> What you have to do:
Find each line below that contains the word "garage" and copy those lines.

START Record list

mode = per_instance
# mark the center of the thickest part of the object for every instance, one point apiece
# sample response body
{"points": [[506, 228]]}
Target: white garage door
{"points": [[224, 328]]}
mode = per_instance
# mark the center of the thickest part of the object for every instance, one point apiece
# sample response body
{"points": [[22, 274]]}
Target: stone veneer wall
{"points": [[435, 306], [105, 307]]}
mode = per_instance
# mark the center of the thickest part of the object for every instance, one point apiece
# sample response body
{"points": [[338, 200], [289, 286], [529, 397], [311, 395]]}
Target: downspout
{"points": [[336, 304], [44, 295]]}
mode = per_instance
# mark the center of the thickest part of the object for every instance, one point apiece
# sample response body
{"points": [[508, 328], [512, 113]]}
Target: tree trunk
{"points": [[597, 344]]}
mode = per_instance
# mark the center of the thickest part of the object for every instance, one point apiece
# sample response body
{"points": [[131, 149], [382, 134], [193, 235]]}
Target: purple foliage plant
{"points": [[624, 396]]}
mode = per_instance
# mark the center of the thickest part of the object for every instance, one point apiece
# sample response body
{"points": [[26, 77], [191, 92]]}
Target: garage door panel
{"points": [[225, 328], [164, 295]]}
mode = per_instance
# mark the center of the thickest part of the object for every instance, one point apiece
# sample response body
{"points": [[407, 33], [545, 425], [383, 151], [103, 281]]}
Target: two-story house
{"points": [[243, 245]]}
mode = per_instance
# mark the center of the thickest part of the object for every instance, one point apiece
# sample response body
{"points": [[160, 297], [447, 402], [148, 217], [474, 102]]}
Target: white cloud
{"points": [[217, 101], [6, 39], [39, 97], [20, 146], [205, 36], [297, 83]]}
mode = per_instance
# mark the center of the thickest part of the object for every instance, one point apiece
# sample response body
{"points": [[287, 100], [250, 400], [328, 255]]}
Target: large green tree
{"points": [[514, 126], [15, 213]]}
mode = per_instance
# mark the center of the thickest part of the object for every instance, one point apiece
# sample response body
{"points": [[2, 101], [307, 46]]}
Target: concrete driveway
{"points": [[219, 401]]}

END Record list

> Expected answer:
Target: white garage door
Target: garage door panel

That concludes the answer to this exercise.